═══ INPUT RECORDS

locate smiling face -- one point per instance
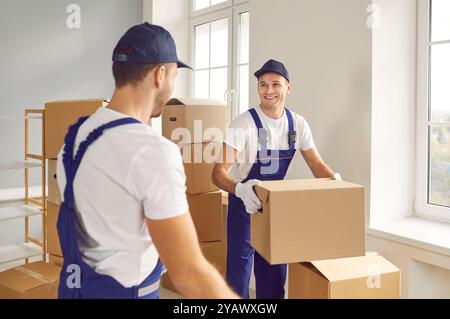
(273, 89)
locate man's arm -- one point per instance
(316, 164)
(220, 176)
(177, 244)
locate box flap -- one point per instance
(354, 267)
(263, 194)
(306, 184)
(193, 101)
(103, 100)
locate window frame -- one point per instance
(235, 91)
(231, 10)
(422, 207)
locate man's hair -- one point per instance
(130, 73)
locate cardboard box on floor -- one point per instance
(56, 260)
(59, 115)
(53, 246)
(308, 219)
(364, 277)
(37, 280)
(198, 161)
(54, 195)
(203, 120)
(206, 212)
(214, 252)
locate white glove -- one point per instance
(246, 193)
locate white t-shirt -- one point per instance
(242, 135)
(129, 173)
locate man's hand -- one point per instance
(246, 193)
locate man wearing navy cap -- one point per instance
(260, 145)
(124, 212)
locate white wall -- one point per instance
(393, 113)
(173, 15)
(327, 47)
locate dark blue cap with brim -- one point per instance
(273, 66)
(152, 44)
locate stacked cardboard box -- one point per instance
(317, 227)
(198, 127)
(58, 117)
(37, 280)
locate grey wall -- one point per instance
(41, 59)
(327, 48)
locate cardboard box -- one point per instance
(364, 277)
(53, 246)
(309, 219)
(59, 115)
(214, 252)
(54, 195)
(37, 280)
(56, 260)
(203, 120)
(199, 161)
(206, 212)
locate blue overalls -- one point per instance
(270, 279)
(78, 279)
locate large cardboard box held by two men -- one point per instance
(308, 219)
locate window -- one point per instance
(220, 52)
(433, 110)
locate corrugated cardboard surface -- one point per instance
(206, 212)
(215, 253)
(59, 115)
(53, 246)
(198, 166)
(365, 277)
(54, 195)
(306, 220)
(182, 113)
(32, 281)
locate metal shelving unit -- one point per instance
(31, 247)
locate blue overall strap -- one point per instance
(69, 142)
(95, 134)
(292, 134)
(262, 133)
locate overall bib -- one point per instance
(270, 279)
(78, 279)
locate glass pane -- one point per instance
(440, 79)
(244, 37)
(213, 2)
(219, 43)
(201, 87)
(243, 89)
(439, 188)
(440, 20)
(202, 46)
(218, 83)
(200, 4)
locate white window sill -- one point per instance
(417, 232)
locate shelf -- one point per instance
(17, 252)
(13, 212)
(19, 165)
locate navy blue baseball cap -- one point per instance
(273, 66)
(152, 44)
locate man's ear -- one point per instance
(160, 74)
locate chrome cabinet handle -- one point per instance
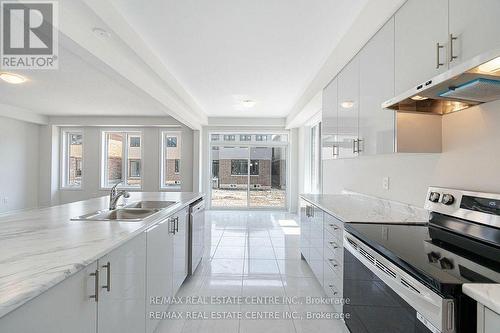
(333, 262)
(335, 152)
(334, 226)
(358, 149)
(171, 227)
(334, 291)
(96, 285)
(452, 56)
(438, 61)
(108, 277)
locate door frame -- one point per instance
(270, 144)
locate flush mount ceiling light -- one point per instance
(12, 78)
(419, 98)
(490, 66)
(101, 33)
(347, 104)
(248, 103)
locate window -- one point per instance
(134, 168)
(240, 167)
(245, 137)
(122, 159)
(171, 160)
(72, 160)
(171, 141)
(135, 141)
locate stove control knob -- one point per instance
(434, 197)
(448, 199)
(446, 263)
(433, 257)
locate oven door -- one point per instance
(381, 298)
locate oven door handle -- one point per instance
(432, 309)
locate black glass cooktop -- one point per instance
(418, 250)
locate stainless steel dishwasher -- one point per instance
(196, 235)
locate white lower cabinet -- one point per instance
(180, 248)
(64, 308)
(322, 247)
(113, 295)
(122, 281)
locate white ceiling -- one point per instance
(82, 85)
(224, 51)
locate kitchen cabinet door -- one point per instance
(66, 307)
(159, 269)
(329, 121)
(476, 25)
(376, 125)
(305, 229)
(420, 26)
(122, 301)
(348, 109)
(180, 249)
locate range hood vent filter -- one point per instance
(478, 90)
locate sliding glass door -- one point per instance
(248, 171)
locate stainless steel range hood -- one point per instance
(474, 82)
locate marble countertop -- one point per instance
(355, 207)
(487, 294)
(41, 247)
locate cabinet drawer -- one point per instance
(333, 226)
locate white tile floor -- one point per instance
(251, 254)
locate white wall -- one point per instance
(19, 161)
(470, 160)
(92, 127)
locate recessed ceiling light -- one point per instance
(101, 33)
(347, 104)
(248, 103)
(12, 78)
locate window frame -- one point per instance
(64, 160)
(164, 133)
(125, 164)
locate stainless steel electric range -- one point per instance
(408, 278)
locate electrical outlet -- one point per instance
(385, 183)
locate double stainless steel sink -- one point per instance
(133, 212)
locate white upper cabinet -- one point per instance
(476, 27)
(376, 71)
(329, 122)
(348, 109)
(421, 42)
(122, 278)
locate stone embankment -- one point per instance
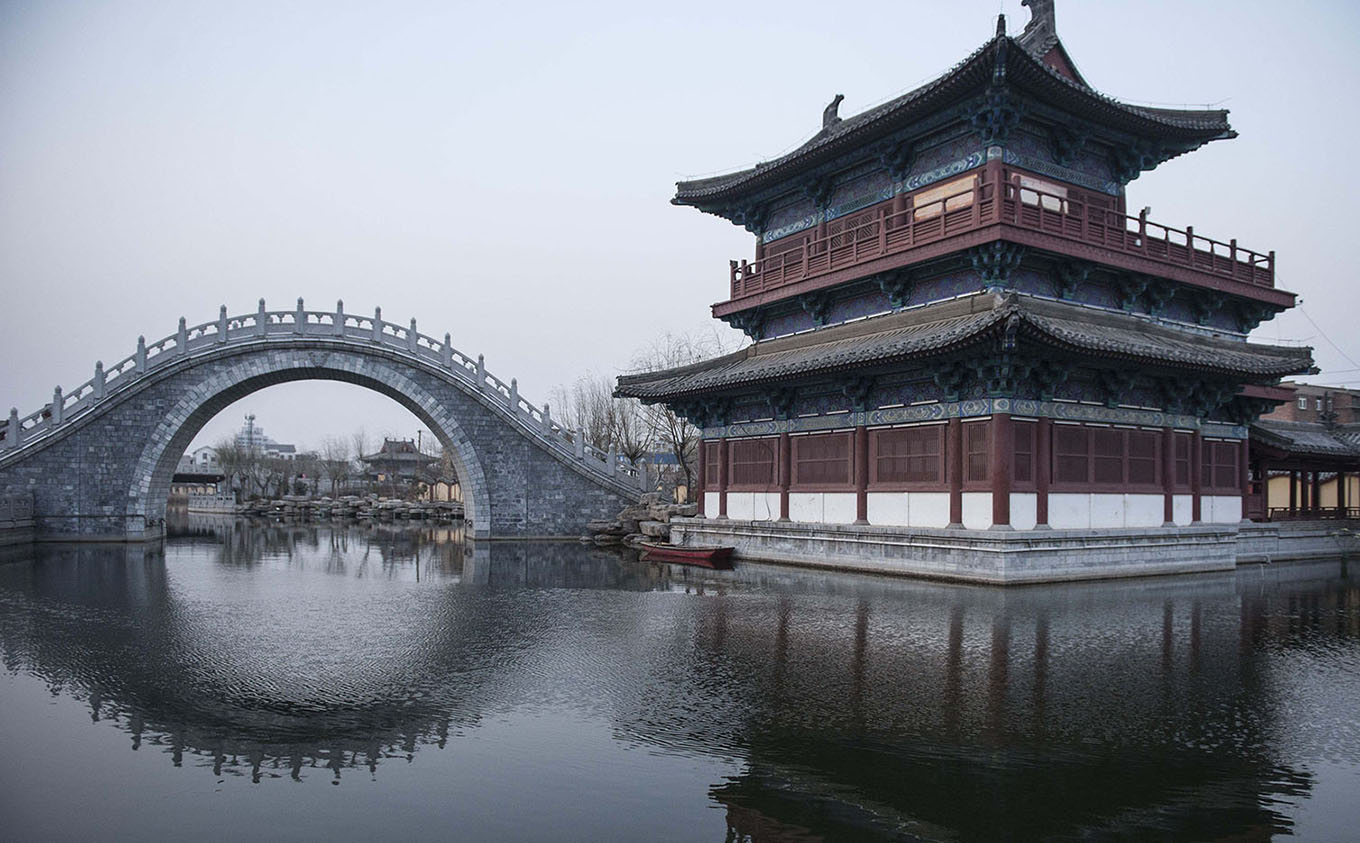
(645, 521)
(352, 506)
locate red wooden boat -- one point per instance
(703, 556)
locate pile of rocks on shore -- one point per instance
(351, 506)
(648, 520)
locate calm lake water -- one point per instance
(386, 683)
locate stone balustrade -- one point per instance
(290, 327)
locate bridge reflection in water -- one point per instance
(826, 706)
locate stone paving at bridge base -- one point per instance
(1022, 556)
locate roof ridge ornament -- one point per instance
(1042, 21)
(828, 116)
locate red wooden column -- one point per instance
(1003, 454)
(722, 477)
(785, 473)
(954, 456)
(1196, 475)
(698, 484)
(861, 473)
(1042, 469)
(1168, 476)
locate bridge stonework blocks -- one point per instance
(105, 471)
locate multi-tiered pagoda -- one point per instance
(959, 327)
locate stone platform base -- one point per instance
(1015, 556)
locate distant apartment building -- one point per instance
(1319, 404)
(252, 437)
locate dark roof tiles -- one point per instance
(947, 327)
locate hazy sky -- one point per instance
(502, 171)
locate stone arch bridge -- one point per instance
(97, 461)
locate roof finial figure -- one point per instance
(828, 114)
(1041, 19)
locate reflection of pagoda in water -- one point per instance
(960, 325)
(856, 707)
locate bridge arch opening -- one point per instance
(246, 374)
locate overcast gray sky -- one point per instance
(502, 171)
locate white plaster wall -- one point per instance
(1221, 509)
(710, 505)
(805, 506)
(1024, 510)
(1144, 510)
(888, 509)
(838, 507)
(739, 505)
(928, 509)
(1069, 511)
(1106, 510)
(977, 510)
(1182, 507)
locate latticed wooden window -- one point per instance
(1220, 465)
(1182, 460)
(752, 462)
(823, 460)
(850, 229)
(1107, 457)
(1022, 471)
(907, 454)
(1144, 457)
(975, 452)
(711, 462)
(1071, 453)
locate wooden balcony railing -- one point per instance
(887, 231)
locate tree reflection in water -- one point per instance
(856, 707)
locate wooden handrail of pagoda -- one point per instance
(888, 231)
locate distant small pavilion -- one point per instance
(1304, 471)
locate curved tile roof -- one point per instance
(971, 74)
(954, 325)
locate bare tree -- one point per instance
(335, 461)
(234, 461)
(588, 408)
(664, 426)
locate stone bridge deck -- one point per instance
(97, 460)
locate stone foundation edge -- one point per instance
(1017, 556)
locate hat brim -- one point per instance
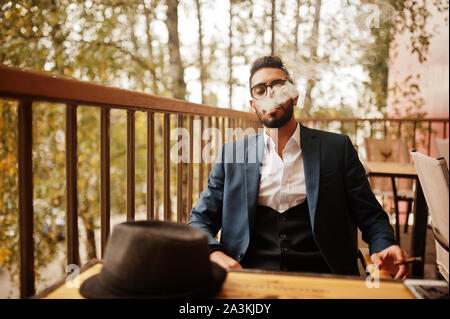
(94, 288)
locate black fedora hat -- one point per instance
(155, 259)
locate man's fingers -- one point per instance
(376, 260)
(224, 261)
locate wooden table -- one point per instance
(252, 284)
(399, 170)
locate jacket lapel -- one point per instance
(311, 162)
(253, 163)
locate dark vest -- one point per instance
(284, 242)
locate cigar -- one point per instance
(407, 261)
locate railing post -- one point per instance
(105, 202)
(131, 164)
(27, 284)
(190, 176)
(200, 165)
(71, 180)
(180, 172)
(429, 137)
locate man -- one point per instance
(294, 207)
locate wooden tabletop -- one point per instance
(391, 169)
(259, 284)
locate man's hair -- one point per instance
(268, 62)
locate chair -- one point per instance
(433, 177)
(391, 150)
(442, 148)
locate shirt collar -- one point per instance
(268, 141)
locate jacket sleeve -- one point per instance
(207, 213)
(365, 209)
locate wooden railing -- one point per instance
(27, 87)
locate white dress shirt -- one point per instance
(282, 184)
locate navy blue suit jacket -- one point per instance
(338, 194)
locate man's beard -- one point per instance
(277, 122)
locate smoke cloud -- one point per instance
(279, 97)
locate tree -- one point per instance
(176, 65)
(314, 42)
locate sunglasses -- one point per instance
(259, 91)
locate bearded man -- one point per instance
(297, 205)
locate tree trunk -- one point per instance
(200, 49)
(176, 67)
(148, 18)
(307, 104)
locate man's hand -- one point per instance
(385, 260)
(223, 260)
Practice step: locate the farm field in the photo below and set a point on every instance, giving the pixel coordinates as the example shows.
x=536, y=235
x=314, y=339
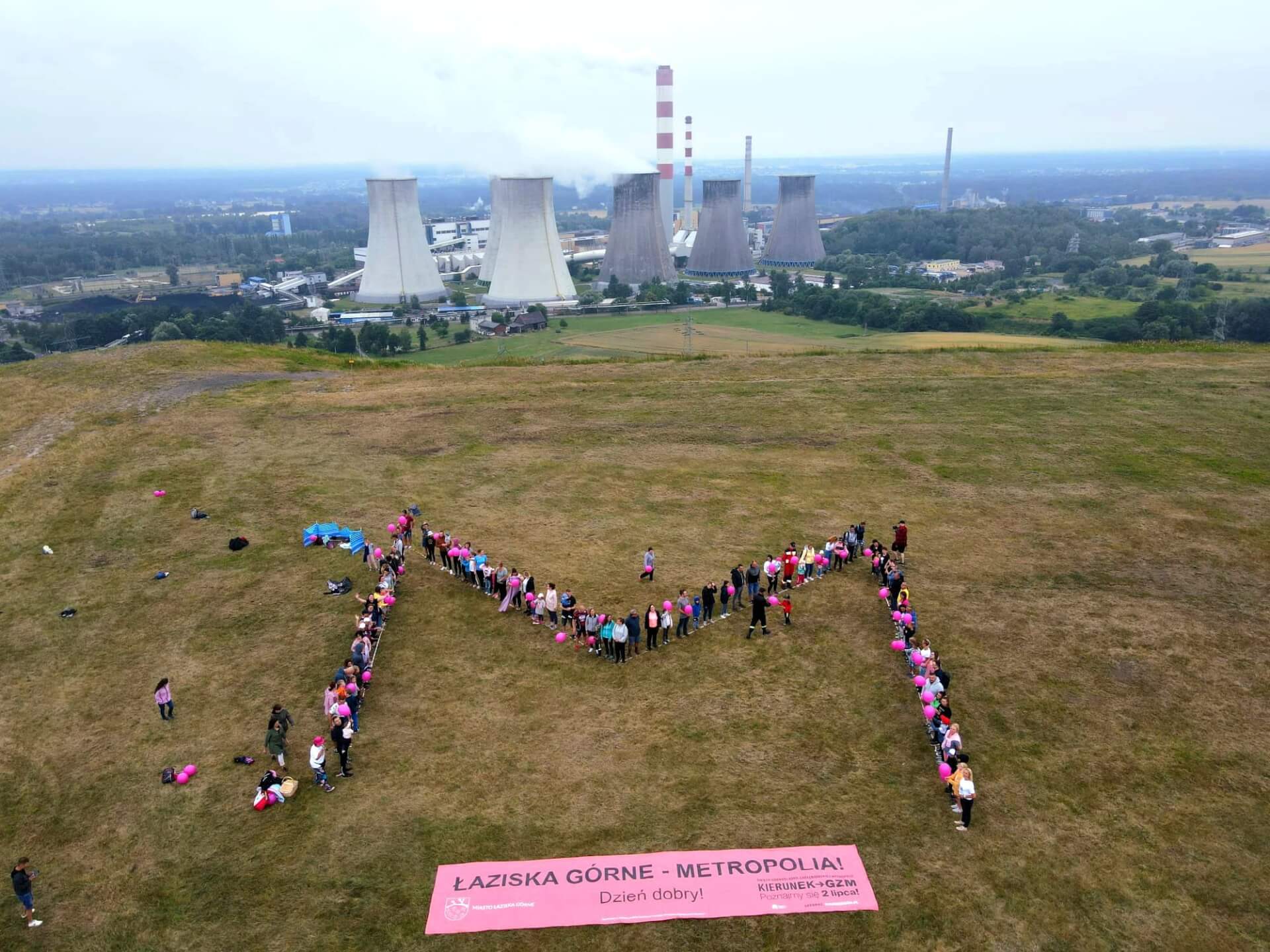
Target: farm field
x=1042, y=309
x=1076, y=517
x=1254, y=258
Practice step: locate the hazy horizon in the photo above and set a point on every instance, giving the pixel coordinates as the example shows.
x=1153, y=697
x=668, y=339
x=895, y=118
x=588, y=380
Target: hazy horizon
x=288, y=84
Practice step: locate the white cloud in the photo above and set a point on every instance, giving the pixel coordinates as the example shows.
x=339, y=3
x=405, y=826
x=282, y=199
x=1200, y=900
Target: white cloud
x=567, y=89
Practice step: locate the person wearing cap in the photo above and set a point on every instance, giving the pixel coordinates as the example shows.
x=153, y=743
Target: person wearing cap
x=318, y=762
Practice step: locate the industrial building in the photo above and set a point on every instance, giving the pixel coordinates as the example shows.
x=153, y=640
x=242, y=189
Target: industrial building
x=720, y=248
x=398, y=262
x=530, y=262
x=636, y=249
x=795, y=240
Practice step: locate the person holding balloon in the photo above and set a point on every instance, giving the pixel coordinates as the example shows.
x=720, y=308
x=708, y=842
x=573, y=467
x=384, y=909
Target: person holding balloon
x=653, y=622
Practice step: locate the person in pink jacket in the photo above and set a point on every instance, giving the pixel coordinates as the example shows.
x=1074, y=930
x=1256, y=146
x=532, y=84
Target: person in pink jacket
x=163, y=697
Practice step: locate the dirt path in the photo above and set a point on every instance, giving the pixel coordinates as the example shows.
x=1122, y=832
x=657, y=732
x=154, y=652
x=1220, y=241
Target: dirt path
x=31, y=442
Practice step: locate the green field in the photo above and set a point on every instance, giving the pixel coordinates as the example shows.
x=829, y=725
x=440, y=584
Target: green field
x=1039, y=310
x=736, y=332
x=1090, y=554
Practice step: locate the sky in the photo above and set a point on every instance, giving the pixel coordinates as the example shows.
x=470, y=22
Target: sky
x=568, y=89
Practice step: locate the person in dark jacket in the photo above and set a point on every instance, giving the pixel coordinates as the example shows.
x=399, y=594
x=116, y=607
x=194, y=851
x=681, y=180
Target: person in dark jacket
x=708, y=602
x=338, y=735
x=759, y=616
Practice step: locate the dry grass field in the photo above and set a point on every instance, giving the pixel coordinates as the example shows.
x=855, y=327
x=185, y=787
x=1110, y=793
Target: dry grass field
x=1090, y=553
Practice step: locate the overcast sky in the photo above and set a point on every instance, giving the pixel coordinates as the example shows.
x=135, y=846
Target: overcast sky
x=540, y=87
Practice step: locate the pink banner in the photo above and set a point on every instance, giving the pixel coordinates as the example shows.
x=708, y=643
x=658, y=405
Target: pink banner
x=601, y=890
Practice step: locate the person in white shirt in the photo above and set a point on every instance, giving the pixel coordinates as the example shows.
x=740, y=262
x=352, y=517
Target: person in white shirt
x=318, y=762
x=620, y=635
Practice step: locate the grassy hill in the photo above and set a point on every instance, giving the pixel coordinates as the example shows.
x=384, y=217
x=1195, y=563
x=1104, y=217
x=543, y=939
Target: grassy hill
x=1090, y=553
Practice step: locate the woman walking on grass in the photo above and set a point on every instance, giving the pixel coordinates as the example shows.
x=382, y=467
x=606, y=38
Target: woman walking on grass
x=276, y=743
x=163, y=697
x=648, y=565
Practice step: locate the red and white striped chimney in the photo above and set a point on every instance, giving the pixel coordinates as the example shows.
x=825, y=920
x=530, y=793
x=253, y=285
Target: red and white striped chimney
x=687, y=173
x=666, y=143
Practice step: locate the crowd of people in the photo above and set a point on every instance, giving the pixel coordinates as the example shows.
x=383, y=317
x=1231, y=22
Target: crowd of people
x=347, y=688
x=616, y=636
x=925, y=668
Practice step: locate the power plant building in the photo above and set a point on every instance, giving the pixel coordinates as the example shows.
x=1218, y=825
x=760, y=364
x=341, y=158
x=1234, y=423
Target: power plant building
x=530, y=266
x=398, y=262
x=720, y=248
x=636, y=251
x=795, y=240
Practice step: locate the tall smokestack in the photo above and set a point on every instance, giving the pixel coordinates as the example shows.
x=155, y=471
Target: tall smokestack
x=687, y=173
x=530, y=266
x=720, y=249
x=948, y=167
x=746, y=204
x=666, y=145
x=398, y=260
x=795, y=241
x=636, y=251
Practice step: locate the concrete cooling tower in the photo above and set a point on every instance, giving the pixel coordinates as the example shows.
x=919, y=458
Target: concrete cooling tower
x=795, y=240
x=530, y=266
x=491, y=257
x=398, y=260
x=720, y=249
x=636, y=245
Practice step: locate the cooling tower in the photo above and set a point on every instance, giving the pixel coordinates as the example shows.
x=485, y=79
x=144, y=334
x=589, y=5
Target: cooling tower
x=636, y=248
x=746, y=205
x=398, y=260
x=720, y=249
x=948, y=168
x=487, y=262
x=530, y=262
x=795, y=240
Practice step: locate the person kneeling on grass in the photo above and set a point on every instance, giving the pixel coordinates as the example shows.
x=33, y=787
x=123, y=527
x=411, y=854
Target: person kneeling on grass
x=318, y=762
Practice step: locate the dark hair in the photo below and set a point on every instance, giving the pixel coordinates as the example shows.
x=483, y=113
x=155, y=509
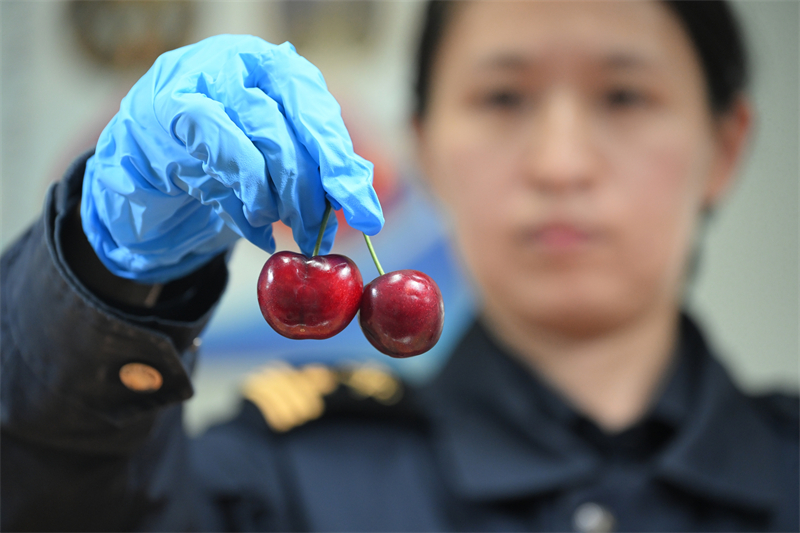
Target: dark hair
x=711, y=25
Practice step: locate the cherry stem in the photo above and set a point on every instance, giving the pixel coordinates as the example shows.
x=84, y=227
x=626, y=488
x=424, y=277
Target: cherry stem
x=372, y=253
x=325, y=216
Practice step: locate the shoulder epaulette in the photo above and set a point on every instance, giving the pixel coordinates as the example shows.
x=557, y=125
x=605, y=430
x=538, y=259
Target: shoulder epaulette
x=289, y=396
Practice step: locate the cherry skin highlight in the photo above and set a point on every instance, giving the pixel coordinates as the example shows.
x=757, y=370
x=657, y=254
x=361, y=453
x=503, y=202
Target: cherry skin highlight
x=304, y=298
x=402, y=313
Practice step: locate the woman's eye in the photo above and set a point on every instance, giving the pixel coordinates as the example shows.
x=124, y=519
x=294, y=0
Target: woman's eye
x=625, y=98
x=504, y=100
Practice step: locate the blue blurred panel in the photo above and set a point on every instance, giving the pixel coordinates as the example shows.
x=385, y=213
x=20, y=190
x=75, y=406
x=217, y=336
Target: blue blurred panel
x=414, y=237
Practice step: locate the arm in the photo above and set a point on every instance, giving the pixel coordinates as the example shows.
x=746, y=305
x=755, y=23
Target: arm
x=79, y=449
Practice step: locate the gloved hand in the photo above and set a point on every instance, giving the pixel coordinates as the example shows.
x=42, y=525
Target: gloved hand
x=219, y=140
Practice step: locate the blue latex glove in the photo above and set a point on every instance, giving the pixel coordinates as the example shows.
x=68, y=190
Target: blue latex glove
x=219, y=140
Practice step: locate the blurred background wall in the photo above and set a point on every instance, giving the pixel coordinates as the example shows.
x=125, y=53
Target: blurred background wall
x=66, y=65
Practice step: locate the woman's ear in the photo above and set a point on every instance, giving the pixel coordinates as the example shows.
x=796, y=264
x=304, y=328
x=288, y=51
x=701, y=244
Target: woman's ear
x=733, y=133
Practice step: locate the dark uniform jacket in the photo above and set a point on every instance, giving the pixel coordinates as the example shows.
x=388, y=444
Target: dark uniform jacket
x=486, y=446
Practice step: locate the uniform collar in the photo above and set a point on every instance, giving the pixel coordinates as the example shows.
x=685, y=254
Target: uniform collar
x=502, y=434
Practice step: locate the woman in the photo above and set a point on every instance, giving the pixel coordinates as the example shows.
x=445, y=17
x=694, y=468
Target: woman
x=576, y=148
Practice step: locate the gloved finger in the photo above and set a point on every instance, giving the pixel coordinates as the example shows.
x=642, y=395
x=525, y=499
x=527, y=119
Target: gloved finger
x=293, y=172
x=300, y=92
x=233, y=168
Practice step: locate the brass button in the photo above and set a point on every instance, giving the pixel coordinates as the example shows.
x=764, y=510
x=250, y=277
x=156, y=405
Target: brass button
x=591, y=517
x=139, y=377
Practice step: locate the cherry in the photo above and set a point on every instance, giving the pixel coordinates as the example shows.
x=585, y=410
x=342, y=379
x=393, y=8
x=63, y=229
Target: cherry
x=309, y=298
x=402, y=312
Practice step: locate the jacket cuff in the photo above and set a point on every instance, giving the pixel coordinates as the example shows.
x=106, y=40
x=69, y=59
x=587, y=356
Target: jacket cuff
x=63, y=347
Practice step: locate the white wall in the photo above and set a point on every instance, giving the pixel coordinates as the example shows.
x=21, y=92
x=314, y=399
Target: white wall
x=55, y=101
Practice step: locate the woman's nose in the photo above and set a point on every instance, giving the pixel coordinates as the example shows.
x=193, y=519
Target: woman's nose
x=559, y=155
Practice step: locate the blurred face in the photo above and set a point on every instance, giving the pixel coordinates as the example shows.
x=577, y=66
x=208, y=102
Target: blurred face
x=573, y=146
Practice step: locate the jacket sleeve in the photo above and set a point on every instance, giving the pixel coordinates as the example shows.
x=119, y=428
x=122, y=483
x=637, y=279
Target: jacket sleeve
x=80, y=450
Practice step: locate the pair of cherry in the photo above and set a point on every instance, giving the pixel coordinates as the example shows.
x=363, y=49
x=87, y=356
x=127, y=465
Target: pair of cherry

══════

■ EXERCISE INSTRUCTIONS ■
Rewrite the lines from the line containing "locate tree -- one point per instance" down to the line containing "x=288, y=84", both included, replacing "Target" with "Object" and leaving everything else unchanged. Omit the pictures from your answer.

■ RESULT BELOW ■
locate tree -- one point per instance
(176, 65)
(314, 42)
locate sunglasses -- one point per instance
(259, 91)
locate bearded man -- one point per instance
(297, 205)
locate tree trunk -- one point per instance
(200, 49)
(176, 67)
(148, 18)
(307, 104)
locate man's hand -- one point per instance
(385, 260)
(223, 260)
Practice step: locate the farm field in the photo below and set a point on every instance, giving the pixel coordinates as the example shows.
x=536, y=235
x=314, y=339
Object: farm field
x=1042, y=309
x=1076, y=517
x=1254, y=258
Practice step: locate the hazy horizon in the photo above and set a point on every instance, giving the pixel coordinates as the example shows.
x=1153, y=697
x=668, y=339
x=895, y=118
x=588, y=380
Object: hazy horizon
x=288, y=84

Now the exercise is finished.